- **What this task involves**:
Retype all the records with nothing changed.
»»
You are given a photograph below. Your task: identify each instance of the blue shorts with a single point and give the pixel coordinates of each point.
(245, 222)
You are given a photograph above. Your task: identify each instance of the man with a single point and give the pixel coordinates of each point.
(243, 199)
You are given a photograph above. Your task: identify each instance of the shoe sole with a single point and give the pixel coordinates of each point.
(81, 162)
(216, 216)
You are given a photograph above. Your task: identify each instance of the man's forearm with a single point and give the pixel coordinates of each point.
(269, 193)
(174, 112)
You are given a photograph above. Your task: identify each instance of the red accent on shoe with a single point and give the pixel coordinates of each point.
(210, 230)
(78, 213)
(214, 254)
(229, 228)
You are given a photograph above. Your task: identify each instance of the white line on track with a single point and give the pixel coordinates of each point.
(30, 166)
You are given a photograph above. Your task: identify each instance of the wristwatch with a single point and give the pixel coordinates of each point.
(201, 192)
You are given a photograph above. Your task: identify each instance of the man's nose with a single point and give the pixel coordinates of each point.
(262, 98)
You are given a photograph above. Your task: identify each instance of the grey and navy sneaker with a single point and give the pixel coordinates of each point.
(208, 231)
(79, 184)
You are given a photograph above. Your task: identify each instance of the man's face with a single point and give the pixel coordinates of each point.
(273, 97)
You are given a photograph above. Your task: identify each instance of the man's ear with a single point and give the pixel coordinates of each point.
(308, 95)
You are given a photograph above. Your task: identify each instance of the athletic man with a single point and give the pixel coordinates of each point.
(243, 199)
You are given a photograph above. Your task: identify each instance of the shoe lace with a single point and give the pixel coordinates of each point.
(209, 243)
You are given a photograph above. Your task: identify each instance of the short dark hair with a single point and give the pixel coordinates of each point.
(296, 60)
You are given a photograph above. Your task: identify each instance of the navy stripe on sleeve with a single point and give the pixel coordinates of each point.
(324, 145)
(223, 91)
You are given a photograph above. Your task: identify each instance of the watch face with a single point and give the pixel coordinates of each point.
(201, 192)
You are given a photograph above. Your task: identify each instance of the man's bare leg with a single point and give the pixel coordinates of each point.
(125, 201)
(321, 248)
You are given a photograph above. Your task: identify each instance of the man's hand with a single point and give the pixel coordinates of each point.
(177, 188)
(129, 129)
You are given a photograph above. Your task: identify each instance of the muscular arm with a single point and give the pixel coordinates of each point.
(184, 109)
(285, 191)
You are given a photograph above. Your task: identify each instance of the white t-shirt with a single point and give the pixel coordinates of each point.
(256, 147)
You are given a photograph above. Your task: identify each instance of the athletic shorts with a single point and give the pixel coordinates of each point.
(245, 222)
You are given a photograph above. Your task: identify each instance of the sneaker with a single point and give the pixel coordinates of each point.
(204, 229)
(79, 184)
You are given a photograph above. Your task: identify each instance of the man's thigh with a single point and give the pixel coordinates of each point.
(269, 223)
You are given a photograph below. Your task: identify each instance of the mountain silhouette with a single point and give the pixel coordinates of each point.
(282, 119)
««
- **Response for this exercise**:
You are given a photograph below. Your task: identify each instance of the blue shorts with a single point and give the pixel coordinates of each point.
(245, 222)
You are given a photograph above. Your task: identify each instance of the man with a single point and give the pixel coordinates of each point.
(243, 199)
You are given a photograph above. Your task: identify each instance of the shoe sole with a single point and give the pixel coordinates of each point.
(81, 162)
(216, 216)
You are given a photograph above. Your task: identify each instance of the man's forearm with a single point and give the pixel coordinates of each point.
(269, 193)
(174, 112)
You are given a photograph above. Your task: identify each instance of the red accent on shoe with a single point and give the pixel coordinates of each point.
(210, 230)
(78, 213)
(214, 254)
(229, 228)
You are given a photograph above. Your task: identify each instance of the white line on track with a single point and give the pixel coordinates of each point.
(30, 166)
You are given a photograph above. Your task: identify each instance of the wristwatch with a single point and give the pixel coordinates of each point.
(201, 192)
You are given a photograph above. Your task: identify each instance of the man's nose with a single point and give the pixel coordinates of each point.
(262, 98)
You are given a photograph above. Your task: identify each instance of the grey and navy sneaker with a single point and give the pixel coordinates of each point.
(208, 231)
(79, 184)
You are given a photograph above. Your task: identify each instance of the man's face with a single point and give the pixel coordinates of each point.
(273, 97)
You are given a photograph above. Your task: identify each instance of the man's ear with a single point and give the pixel coordinates of each point.
(308, 95)
You are given a photograph above. Your task: identify each instance of the athletic man with a single point and give the pixel coordinates of each point.
(243, 199)
You are given a photograph above. Your task: identify each instance of the shoe lace with a single point and give the pixel coordinates of each point.
(209, 243)
You are given a photograph above. Your task: identify each instance of the short dark hair with a single point and give the pixel coordinates of each point.
(296, 60)
You are given a photograph above. Your task: identify each instance of the navy stripe on sleeve with a single point and give the pixel coordinates of each point.
(324, 145)
(223, 91)
You are given a photograph above. Your task: identify each instance of the watch face with a single point and give the pixel coordinates of each point.
(201, 192)
You are given a photograph above. Your task: identify each instance of the man's bare leg with a single point and give the pixel coordinates of each point.
(125, 201)
(321, 248)
You are given a photograph above. Your task: identify each instance of the man's hand with a single point and give the pixel coordinates of each point.
(177, 188)
(129, 129)
You are given a photograph above. Your task: identify each instance of the muscular arm with a single point and give the pixel coordinates of each point.
(184, 109)
(285, 191)
You are given a photograph above. Your task: identify each instance of the white t-shirt with a single point and give the pixel coordinates of each point.
(256, 147)
You are given a photograph above. Your task: identify each instance of the athletic shorts with a single point and give the pixel coordinates of each point.
(245, 222)
You are given a photograph above. Your task: identify each instance of the sneaker with a single point and give the pixel coordinates of each point.
(204, 229)
(79, 184)
You are given a photograph above. Your task: identify each instance of the man's thigh with a single point and give the pixel coordinates of each point.
(269, 223)
You are given a photograph below. Your task: identify each instance of the mountain silhouette with a single point and give the pixel coordinates of each point.
(282, 119)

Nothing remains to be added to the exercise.